## [SOURCE EXTRACT]
━━━━━━━━━━━━━━━━

Pre-launch boat check, seat fit, rudder deployment, first pedal with the indexer set, and sit-stand transitions — the new-owner checklist for a clean first paddle on an Outpost 100, Outpost 128, or Terra 116.

Got your new Outpost 100, Outpost 128, or Terra 116 home and you're heading to the water. Here's the pre-launch checklist that bridges the gap between "unboxed" and "fishing confidently." Run through it the night before and you won't be the person fumbling at the ramp.

The night before

1. Drain plug — installed?

Sounds obvious; lots of new owners launch without it. The drain plug is small, easy to forget after a hull check, and the consequences are immediate (water inside the hull). Confirm it's seated and snug before you load the boat.

2. Rudder — installed and deployable?

The rudder mounts to the center Power-Pole bolt pattern on the stern (default). Confirm:

  • Pivot bolt is tight at the Power-Pole bracket
  • Steering cables are clipped to the rudder pivot points
  • Pull-up / deploy cord routes forward to within reach of the cockpit
  • The blade swings freely left/right when you press the foot pedals

If the rudder is missing from the box (this was a known issue on some Terra / Outpost first-run kits), file the claims form — we ship a free replacement kit direct from our TN warehouse.

3. Pedal drive — locked in the hull?

If you bundled the Traverse Pedal Drive:

  • Drop the drive into the molded socket
  • Confirm it seats fully (no gap at the head)
  • Lock the drive via its retention mechanism
  • Don't pedal yet — that's a water test

4. Seat — clipped in and centered?

The Horizon Pro Seat has fore/aft adjustment and recline. Set both to a middle position for the first paddle. You'll tune it on the water once you know what you want.

5. Foot pedals (Slide Lock braces) — sized to your legs?

Set the Slide Lock foot braces to fit your leg length. You should be able to fully press both pedals with a slight bend in the knee — not straight-legged, not knees-up-to-your-chest. Lock them in position.

6. Hardware once-over

Quick walk around the boat checking that any accessory you added (rod holders, mounts, etc.) is fully tightened. Vibration loosens hardware over a hot drive day.

At the ramp

1. Unload — bunk cart or two-person carry

If you have a YakAttack TowNStow bunkster cart, this is its moment. Strap the boat to the cart, wheel to the water. If you're solo without a cart, plan a two-stage carry or a trailer to bunk-style ramp setup.

━━━━━━━━━━━━━━━━

## [RAW DATA]
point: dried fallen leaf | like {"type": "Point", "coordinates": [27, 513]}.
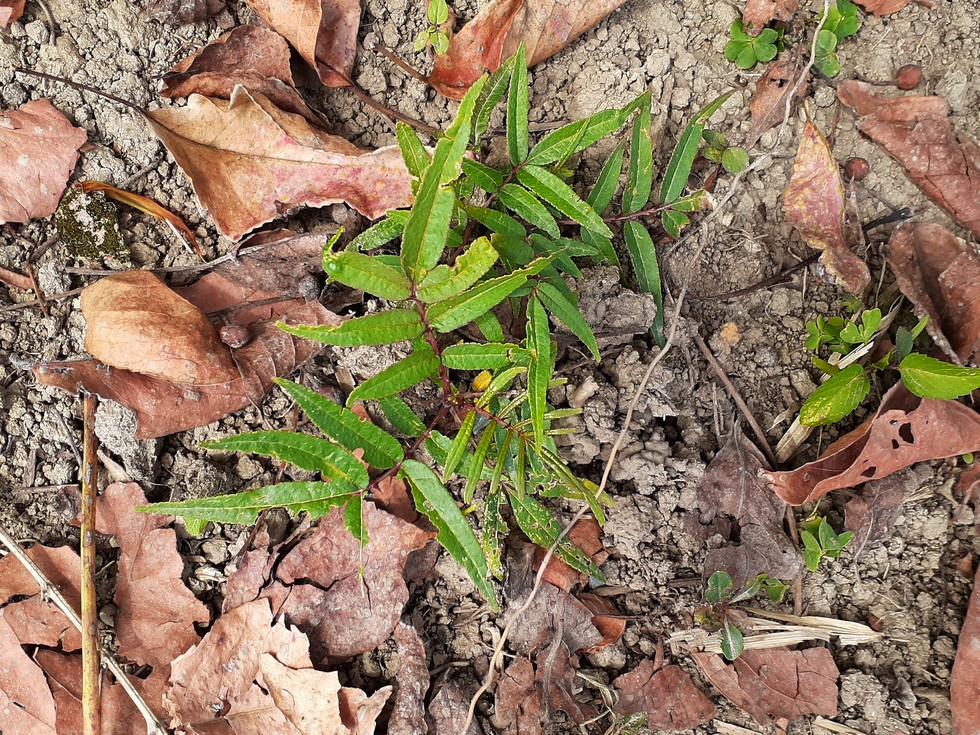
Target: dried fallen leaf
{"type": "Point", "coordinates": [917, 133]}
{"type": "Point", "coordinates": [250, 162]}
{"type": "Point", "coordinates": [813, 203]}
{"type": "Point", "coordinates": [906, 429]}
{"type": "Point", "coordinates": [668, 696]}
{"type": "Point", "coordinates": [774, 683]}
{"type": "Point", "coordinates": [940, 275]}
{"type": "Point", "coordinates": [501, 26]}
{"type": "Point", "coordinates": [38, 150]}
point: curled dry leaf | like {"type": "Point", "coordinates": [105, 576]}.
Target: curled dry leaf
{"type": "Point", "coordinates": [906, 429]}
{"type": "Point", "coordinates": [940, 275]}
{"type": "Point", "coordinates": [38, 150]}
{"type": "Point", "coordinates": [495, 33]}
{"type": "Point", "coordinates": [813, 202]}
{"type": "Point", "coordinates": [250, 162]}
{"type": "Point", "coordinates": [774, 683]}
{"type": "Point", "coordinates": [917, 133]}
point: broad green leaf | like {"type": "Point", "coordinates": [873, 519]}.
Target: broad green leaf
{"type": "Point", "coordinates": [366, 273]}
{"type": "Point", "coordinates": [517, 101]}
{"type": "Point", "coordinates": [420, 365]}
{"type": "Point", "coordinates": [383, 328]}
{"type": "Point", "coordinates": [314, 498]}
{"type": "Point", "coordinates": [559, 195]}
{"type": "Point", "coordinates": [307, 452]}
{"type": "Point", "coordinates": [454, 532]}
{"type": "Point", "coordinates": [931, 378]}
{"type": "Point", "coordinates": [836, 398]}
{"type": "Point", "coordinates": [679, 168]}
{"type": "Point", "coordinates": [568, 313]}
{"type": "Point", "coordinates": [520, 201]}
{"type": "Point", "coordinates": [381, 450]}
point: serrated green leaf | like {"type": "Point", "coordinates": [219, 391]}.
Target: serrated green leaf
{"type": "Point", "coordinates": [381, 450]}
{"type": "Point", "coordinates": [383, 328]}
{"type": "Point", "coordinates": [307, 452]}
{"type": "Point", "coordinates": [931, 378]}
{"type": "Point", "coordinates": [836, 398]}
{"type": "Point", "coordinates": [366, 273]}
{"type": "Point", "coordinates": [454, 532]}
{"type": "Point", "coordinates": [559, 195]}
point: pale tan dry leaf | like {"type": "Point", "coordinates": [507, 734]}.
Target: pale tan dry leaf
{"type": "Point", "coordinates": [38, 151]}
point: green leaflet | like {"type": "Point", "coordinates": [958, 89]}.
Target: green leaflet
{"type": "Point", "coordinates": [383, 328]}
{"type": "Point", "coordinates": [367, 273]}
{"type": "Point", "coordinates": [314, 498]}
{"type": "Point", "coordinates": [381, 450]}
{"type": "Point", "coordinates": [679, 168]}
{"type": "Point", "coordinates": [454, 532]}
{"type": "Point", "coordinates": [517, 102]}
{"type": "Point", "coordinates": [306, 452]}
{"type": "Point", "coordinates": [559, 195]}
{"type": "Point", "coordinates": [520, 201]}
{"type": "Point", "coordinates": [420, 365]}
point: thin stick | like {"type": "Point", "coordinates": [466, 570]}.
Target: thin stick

━━━━━━━━━━━━━━━━

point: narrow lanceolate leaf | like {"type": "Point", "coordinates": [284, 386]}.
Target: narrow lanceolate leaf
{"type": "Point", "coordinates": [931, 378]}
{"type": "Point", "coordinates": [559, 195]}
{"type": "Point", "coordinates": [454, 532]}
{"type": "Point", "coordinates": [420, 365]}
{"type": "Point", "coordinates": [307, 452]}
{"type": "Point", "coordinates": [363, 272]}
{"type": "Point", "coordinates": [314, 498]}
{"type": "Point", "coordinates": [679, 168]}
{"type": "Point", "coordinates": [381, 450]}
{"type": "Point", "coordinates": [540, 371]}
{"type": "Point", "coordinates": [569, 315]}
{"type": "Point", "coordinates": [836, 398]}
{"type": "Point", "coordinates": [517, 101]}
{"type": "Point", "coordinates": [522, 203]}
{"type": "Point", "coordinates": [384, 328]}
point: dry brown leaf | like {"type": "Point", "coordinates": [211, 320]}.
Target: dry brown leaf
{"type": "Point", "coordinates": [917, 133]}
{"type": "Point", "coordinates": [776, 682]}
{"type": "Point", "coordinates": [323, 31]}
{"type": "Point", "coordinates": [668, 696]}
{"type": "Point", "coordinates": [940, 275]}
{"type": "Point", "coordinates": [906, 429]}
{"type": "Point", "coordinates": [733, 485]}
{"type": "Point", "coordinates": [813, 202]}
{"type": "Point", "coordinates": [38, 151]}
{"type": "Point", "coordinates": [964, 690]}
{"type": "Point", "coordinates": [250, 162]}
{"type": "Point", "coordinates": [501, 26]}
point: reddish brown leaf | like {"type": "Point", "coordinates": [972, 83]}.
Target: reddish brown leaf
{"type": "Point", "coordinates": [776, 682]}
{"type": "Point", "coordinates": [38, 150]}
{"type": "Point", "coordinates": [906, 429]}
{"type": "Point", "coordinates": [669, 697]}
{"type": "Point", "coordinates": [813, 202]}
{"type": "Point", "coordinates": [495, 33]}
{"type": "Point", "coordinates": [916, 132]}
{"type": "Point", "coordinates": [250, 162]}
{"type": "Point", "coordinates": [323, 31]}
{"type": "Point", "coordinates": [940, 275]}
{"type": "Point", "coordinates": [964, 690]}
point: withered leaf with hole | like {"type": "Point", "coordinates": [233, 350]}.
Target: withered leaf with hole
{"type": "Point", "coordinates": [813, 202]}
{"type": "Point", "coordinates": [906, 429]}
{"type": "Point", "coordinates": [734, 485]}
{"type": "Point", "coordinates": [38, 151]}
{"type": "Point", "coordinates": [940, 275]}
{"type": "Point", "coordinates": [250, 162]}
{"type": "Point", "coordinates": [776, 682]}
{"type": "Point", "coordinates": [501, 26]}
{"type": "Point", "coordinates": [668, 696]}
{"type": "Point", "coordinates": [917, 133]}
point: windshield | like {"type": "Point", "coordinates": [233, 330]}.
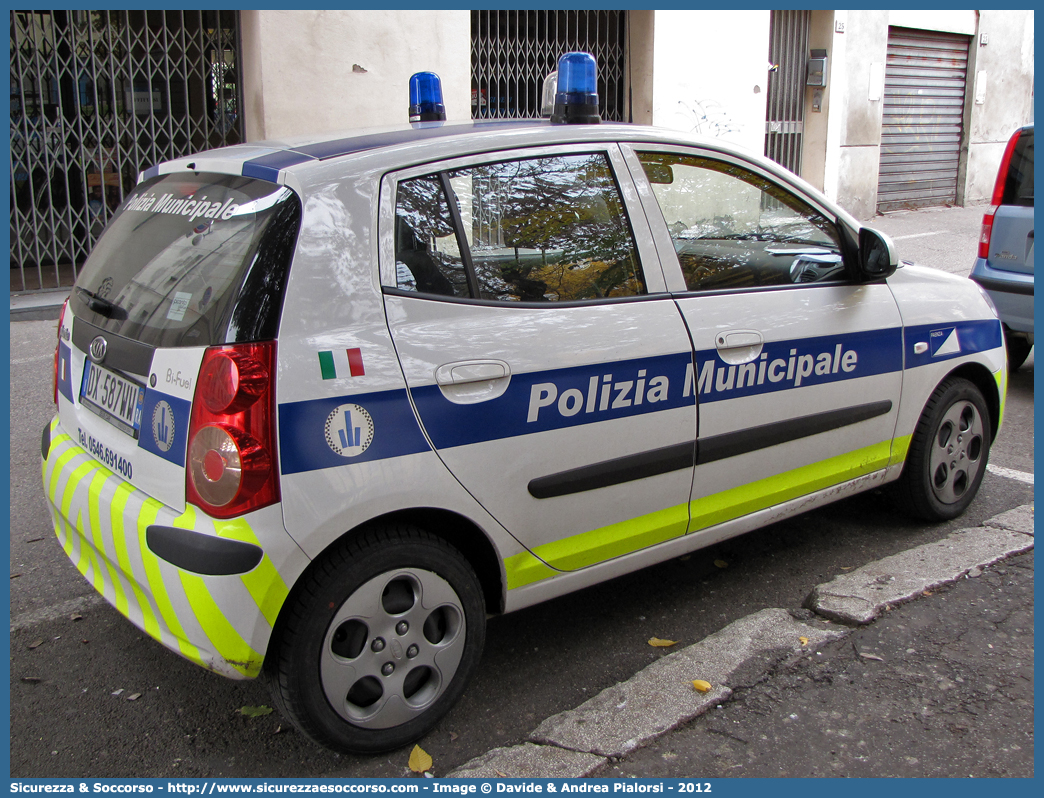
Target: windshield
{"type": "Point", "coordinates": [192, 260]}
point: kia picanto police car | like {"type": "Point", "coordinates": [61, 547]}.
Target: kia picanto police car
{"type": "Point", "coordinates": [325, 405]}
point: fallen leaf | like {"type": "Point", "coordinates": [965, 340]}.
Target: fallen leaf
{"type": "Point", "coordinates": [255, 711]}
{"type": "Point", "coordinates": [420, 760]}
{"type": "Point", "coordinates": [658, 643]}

━━━━━━━━━━━━━━━━

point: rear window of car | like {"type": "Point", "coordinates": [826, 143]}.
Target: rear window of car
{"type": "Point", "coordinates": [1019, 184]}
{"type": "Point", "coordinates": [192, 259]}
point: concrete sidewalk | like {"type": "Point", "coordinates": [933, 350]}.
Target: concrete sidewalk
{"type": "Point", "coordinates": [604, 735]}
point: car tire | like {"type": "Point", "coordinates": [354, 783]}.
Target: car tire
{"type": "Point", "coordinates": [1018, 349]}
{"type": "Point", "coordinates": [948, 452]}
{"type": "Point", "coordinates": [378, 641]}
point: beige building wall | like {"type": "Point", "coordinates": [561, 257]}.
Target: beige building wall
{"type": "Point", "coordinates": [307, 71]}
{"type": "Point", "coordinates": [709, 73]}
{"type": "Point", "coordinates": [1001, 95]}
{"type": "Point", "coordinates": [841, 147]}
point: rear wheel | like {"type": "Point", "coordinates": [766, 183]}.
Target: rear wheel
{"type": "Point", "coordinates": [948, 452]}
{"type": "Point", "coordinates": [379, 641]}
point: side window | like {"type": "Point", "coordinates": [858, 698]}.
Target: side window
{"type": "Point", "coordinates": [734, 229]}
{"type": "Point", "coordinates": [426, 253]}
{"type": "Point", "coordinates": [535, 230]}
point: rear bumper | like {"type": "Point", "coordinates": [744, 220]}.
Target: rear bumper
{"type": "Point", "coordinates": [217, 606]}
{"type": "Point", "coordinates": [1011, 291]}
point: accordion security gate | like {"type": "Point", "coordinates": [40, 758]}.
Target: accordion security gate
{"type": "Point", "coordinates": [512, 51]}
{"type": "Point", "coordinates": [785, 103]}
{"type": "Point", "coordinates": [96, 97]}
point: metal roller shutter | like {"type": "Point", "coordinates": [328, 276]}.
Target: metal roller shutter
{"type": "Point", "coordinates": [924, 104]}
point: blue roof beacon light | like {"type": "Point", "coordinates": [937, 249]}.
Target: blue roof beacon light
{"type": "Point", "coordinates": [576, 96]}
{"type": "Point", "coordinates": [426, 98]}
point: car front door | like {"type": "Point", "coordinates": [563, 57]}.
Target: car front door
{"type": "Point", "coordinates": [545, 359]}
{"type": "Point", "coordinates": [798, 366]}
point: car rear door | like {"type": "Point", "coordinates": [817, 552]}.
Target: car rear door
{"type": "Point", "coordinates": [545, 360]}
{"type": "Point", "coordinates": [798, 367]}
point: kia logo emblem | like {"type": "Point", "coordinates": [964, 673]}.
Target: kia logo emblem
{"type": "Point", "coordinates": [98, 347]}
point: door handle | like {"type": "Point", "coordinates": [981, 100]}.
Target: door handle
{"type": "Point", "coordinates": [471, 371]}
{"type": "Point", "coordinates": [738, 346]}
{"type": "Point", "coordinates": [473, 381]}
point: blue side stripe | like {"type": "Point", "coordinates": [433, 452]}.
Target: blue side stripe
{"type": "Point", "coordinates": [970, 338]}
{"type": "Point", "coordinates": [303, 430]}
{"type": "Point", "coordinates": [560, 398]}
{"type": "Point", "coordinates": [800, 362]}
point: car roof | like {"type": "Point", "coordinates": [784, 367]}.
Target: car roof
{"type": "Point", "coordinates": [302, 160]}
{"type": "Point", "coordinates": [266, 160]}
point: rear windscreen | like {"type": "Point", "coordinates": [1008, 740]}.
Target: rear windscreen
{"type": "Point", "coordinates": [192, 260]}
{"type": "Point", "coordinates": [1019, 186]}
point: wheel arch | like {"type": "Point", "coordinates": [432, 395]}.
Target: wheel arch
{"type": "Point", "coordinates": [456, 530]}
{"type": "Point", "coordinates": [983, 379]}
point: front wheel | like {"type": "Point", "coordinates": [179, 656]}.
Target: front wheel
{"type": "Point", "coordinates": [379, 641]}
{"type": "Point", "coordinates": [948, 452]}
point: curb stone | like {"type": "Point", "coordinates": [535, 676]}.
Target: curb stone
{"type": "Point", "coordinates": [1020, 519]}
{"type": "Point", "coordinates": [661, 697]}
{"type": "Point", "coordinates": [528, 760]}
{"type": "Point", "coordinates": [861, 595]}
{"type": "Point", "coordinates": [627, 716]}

━━━━━━━━━━━━━━━━

## [WHAT TO WORK ON]
According to the kayak pre-launch checklist, why should you check that any added accessories are fully tightened the night before? Answer in one to three sentences.

## [REPLY]
Vibration loosens hardware over a hot drive day, so accessories such as rod holders and mounts should be checked and fully tightened before the trip.